Git Product home page Git Product logo

dsc-confidence-intervals-intro-v2-2's Introduction

Central Limit Theorem and Confidence Intervals - Introduction

Introduction

In this section, you'll be introduced to inferential statistics. In particular, we'll start with discussing techniques for describing the (un)certainty of a given numeric estimate in a formal, rigorous way.

Managing Uncertainty When Reporting Numbers

Let's start with an example: you work for a furniture company that wants to develop a desk chair specifically designed for 12-year-old children. Your boss wants to know how tall the back of the chair should be to accommodate this customer segment.

Obviously you are not able to get measurements for all 12-year-olds in the history of time. In fact, the actual children who are likely to use this chair are not even 12 years old yet, since the chair hasn't been developed and manufactured yet! So, it won't be possible to measure your population of interest directly. Instead, you'll need to use sampling and statistical knowledge to report a measurement to your boss. This is a form of inferential statistics, because you are drawing conclusions beyond just describing statistics of your sample data.

Let's say you perform some ergonomics studies on a sample of subjects and conclude that, on average, 15 inches is the best chair back height.

In addition to the measurement itself, you'll want to provide some additional information about uncertainty. Given the information you have collected, how confident are you that 15 inches is the appropriate measurement?

  • One way you could hedge and avoid giving the "wrong" answer would be to say that "I am confident that the best chair back height is between 0 and 1 million inches". You would be technically correct, but that is not actually useful to your boss!
  • On the other hand, if you arbitrarily choose some interval, like "14-16 inches", that might sound more reasonable, but you still wouldn't be able to ground that statement in actual statistical analysis.

Confidence intervals are a tool that allows us to give a more formal answer to this question, and they form the basis for the statistical testing (hypothesis testing) covered in the next section.

Concepts in This Section

In order to understand and apply confidence intervals, this section covers three areas: the Central Limit Theorem, confidence intervals, and the t-distribution.

The Central Limit Theorem

The Central Limit Theorem allows us to treat non-normal distributions as normal distributions and provides a way for us to estimate parameters about a population.

Confidence Intervals

A confidence interval is a range of values surrounding an estimated parameter. The width of the range depends on the variance of the data (more variance results in a wider confidence interval, less variance in a narrower confidence interval) as well as the confidence level (a higher confidence level results in a wider confidence interval, lower confidence level results in a narrower confidence interval).

Going back to the example above, based on the variance of the heights of 12-year-olds from our study as well as a 90% confidence level, we might produce an estimate like "12-18 inches". That is still a fairly wide range to work with, but it's more meaningful than saying "0 to 1 million inches" (which we are confident includes the right answer) but also communicates the true uncertainty better than a randomly-chosen "14-16 inches" would. That range of 12-18 inches is the confidence interval.

The t-Distribution

Initial confidence intervals we'll construct will use the z-distribution introduced previously. This technique is somewhat limited because it requires that we know the standard deviation of the population.

• _OBJECTIVE 1_
Retype the rows from the line with "Target: decorative finial" up to and including the last line of the rows, leaving out any pictures.
The rows bear no relation to the confidence intervals introduction.

• _ENTRIES SHOWN_
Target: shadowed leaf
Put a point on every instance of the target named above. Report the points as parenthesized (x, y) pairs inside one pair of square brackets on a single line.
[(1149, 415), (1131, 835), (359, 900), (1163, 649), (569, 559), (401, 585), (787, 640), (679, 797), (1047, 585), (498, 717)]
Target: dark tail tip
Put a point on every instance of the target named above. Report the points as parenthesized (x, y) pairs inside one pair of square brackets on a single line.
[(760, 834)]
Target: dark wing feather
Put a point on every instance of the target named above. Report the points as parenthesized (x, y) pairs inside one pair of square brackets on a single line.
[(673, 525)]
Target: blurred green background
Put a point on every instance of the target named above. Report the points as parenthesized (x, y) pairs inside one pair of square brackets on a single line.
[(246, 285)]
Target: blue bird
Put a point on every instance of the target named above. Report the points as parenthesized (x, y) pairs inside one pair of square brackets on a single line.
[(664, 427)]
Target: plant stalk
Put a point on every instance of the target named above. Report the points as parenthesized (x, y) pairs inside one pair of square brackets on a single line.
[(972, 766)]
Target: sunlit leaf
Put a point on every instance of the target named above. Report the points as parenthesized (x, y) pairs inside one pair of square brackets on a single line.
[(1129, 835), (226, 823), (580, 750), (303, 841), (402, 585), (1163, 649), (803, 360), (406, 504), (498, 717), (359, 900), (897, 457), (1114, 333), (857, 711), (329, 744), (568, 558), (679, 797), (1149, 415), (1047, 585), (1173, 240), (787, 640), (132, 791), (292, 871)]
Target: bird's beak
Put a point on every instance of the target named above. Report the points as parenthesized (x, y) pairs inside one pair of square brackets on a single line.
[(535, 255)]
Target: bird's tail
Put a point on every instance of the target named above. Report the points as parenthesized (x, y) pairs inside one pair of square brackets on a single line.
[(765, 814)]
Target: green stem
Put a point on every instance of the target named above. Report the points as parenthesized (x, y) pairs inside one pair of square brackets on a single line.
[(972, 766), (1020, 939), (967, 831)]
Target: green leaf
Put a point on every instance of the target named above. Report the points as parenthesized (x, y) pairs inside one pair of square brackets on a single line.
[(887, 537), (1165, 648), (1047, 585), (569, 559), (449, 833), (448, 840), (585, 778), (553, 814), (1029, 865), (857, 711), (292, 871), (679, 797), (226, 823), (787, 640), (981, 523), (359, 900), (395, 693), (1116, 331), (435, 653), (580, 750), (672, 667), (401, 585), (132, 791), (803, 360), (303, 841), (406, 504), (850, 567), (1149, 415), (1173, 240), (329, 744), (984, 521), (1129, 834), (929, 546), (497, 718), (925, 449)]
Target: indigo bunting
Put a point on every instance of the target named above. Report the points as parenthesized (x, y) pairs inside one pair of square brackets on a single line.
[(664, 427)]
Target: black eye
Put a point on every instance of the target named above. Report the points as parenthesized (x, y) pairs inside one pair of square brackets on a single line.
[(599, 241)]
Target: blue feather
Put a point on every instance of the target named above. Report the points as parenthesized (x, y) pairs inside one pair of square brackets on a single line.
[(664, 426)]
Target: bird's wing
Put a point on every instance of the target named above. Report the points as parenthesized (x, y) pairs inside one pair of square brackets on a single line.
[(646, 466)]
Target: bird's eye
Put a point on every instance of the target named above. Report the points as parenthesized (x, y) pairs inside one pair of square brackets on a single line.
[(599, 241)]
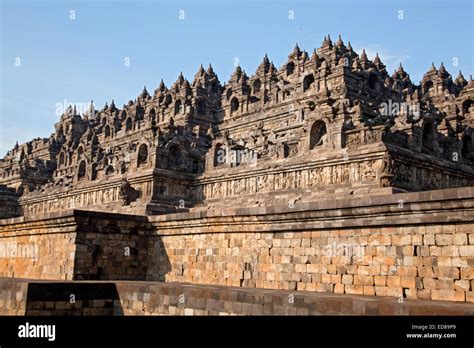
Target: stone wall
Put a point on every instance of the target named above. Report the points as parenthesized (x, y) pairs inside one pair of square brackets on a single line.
[(74, 245), (410, 245), (413, 245), (19, 297)]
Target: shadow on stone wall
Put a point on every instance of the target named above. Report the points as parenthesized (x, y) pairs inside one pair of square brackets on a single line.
[(117, 247), (72, 299)]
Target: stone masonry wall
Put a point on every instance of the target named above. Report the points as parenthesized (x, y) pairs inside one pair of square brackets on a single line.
[(74, 245), (414, 246), (411, 245)]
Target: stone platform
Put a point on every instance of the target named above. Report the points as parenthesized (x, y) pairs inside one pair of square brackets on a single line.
[(30, 297), (408, 246)]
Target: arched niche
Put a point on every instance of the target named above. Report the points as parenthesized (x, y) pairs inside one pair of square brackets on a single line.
[(318, 135), (142, 155)]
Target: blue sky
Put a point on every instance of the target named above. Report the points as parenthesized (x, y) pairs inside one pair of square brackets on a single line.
[(76, 60)]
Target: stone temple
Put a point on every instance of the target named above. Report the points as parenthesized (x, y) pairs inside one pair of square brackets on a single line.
[(249, 183)]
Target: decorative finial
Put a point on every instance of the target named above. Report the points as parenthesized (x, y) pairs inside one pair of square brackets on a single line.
[(377, 59), (209, 69)]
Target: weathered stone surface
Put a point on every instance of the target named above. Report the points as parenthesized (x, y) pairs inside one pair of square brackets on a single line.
[(334, 123)]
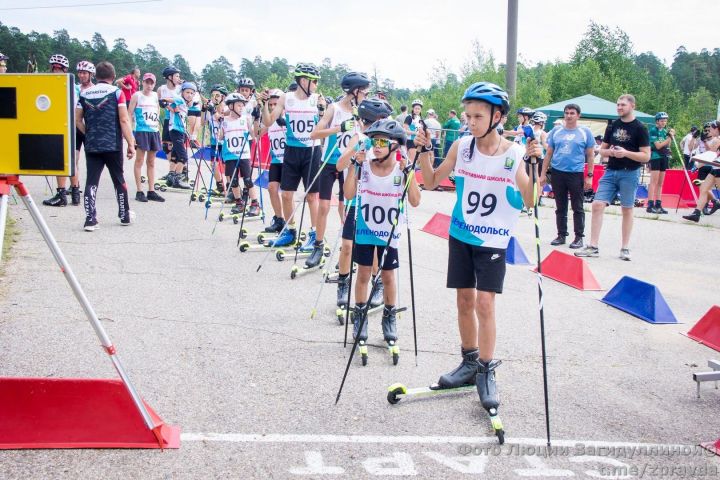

• _OBJECTIVE 2_
Please echo the confidence intervals introduction from "In this section, you'll" up to and including "this customer segment.".

• _WORKED ANSWER 1_
Target: decorative finial
Put a point on every instance of the target named above. Report the points as parenthesized (x, y) pairs inside one pair of square brackets on a single line.
[(377, 59), (209, 69)]
Target: weathered stone surface
Put a point on every instance of the target named above. Report the points as parenthesized (x, y) pairs inside one pair of square brackets on a single line.
[(334, 123)]

• _WORKED ANSWER 2_
In this section, you'll be introduced to inferential statistics. In particular, we'll start with discussing techniques for describing the (un)certainty of a given numeric estimate in a formal, rigorous way.

Managing Uncertainty When Reporting Numbers

Let's start with an example: you work for a furniture company that wants to develop a desk chair specifically designed for 12-year-old children. Your boss wants to know how tall the back of the chair should be to accommodate this customer segment.